> _Task data_:
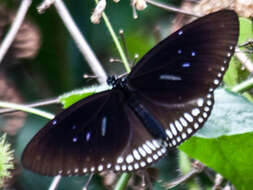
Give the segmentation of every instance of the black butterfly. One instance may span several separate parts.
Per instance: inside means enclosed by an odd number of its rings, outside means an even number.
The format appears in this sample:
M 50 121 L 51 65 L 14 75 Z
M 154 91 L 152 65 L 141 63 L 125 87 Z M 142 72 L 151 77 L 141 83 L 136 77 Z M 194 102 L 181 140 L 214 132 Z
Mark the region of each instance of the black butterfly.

> _Problem to work on_:
Can you copy the records above word for word, leaving out the pictures?

> _Task result_:
Give the segmentation of every instance of the black butterfly. One instance may span several separate parts.
Per instance: inside means enclosed by an odd number of its rings, outside means an even number.
The format appears in this sample:
M 50 121 L 51 65 L 14 75 Z
M 154 91 L 152 65 L 141 63 L 125 87 Z M 142 72 L 151 77 L 141 83 L 136 77 Z M 194 102 L 181 140 L 214 132 Z
Mark the region of each instance of the black butterfly.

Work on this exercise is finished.